### Perintah Tugas
Sunting berita tentang penghargaan PWI dengan menuliskan ulang bagiannya yang diawali kata-kata "JAKARTA, BALIPOST.com –" dan diakhiri kata-kata "5 Januari 2022.". Ganti "menganulir" dengan "membatalkan".

### Teks
↓↓↓

JAKARTA, BALIPOST.com – Penghargaan Anugerah Kebudayaan PWI yang bakal diterima Wali Kota Bekasi Rahmat Effendi dilakukan anulir oleh Ketua Umum Persatuan Wartawan Indonesia (PWI) Pusat Atal S Depari selaku Penanggung Jawab Hari Pers Nasional (HPN). Atal S Depari dikutip Kantor Berita Antara, Kamis (6/1), mengatakan, PWI menganulir penghargaan itu, setelah Rahmat Effendi tertangkap tangan oleh Komisi Pemberantasan Korupsi (KPK) pada 5 Januari 2022.

↑↑↑

### Catatan yang Ditampilkan
↓↓↓

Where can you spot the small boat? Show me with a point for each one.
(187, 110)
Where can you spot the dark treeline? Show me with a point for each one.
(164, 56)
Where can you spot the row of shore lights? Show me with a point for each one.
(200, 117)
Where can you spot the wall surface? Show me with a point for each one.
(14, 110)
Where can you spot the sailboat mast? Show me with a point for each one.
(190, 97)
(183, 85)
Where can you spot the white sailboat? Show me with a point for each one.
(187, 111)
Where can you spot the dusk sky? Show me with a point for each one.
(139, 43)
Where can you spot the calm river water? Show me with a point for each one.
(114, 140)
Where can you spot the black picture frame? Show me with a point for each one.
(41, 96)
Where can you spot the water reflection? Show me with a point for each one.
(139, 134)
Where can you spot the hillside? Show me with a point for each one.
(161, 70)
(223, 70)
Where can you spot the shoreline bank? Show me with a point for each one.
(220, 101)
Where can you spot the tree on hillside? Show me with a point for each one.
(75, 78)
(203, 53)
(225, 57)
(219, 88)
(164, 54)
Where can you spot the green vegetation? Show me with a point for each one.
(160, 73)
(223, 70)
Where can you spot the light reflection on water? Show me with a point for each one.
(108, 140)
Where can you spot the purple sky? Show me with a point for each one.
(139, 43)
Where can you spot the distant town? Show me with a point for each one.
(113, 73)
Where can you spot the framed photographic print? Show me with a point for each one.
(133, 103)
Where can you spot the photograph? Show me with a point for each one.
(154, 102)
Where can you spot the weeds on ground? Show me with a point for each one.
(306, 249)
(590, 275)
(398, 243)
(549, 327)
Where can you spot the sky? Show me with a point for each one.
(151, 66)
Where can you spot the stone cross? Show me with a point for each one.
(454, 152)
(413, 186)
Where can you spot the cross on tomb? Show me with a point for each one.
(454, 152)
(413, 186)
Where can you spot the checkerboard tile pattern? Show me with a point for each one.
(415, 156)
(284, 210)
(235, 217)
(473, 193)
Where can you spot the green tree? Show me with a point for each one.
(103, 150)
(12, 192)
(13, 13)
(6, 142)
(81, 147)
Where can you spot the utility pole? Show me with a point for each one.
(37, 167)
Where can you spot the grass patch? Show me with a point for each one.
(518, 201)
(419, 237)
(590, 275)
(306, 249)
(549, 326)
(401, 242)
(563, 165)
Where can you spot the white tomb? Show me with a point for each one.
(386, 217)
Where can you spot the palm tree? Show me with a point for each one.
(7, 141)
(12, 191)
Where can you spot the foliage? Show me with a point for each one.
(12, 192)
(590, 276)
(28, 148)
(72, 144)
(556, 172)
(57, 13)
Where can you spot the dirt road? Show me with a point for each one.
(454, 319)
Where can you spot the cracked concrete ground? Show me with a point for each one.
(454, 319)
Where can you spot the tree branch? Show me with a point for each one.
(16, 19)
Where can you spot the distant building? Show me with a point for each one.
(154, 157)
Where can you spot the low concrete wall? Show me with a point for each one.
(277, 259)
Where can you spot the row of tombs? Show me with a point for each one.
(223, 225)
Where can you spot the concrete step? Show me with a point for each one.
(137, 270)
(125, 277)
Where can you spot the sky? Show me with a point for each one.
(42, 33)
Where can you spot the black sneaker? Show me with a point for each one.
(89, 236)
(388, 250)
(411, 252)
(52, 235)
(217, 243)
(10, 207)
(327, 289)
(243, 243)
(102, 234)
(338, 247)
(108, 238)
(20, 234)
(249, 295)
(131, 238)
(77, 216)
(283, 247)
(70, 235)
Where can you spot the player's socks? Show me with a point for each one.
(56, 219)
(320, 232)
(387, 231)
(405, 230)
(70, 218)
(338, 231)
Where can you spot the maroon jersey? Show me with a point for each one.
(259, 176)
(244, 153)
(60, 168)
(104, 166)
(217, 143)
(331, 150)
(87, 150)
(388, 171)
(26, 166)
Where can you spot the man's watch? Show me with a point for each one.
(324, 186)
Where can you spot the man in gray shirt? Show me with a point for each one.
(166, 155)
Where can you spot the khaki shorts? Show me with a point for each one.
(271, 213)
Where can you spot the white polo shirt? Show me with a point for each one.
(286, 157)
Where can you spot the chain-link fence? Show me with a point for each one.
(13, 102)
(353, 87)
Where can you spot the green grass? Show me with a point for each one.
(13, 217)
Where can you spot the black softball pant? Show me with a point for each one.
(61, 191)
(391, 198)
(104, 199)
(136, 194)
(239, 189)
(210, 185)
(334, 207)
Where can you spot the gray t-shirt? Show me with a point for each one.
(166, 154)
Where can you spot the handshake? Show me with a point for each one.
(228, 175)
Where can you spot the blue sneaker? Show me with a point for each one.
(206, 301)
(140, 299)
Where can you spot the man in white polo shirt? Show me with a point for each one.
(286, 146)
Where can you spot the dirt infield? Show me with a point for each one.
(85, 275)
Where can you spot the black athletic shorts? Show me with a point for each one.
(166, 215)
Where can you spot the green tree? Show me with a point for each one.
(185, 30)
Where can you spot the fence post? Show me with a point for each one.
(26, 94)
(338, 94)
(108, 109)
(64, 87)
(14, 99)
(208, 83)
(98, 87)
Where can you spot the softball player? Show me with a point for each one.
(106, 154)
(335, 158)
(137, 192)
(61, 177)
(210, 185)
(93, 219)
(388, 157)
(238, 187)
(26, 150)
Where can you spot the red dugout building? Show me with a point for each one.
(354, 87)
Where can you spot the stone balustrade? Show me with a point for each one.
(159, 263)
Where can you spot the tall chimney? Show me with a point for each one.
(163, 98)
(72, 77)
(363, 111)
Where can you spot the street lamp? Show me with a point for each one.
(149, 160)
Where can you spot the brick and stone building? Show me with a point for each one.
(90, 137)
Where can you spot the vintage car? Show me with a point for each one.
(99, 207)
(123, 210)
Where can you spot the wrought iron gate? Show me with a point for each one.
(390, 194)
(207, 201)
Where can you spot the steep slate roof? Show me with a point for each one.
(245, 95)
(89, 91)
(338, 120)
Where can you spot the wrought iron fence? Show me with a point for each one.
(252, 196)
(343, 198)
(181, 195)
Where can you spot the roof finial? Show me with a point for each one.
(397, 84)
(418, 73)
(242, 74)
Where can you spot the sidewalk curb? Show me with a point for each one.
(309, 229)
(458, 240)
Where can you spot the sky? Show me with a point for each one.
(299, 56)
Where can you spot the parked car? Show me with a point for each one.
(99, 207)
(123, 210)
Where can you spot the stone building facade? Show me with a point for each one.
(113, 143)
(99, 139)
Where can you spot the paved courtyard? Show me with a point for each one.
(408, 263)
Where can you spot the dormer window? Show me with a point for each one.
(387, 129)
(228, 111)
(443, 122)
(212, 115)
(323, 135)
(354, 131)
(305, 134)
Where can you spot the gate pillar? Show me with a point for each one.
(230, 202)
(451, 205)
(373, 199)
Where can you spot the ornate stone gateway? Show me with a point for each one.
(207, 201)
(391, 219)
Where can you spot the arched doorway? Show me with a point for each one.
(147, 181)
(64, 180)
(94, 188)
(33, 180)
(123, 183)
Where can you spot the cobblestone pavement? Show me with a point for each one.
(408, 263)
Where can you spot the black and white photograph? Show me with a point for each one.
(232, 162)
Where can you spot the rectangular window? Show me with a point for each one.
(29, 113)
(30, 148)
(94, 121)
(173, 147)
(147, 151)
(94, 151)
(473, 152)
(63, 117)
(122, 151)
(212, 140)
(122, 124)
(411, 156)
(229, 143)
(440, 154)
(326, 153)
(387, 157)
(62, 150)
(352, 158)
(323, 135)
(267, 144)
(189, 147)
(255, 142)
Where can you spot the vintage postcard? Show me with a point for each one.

↑↑↑
↓↓↓

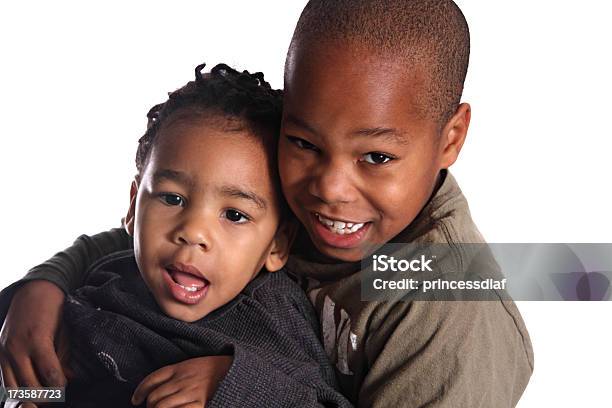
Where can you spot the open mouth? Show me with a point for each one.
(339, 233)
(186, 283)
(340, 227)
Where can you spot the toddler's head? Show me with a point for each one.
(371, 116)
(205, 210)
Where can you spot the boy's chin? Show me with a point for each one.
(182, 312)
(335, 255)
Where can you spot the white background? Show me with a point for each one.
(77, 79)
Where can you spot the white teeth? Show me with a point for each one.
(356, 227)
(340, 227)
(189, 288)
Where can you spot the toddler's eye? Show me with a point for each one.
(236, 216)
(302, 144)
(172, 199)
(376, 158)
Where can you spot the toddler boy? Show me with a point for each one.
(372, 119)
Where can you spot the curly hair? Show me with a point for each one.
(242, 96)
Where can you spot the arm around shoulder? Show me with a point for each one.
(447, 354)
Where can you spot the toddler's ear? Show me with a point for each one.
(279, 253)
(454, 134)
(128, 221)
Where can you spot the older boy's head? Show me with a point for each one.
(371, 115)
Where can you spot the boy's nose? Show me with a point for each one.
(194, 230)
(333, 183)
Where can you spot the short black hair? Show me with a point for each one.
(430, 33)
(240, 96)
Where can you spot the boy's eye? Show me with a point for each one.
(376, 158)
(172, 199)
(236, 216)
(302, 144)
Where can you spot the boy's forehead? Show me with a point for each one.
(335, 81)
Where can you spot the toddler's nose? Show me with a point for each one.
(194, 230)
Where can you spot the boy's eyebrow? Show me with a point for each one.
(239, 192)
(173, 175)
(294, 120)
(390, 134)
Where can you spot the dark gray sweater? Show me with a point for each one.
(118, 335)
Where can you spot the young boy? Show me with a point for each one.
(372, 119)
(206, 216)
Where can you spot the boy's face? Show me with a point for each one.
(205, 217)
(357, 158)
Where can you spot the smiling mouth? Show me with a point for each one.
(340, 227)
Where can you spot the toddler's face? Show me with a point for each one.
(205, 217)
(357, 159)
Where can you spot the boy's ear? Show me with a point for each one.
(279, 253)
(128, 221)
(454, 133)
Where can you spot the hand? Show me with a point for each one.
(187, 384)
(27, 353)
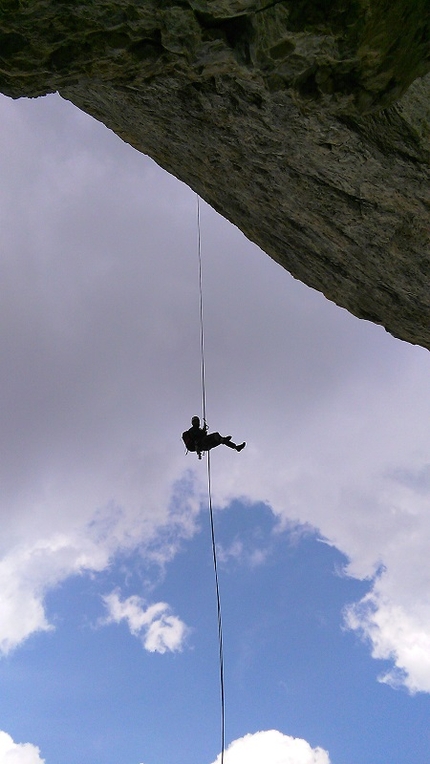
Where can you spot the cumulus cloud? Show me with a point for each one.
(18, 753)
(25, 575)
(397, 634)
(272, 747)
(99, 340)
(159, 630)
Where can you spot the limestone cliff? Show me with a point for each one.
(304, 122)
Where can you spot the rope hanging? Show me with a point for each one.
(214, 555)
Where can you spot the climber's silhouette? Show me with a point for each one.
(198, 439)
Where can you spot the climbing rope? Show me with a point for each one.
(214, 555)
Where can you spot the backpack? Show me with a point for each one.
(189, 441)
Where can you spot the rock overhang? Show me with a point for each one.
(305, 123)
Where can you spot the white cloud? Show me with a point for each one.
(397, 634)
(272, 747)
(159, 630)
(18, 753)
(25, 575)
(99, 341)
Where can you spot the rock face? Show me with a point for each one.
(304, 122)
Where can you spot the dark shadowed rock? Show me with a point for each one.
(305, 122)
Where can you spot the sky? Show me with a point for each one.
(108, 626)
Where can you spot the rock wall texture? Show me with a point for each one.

↑↑↑

### Jawaban Latihan
JAKARTA, BALIPOST.com – Penghargaan Anugerah Kebudayaan PWI yang bakal diterima Wali Kota Bekasi Rahmat Effendi dilakukan anulir oleh Ketua Umum Persatuan Wartawan Indonesia (PWI) Pusat Atal S Depari selaku Penanggung Jawab Hari Pers Nasional (HPN). Atal S Depari dikutip Kantor Berita Antara, Kamis (6/1), mengatakan, PWI membatalkan penghargaan itu, setelah Rahmat Effendi tertangkap tangan oleh Komisi Pemberantasan Korupsi (KPK) pada 5 Januari 2022.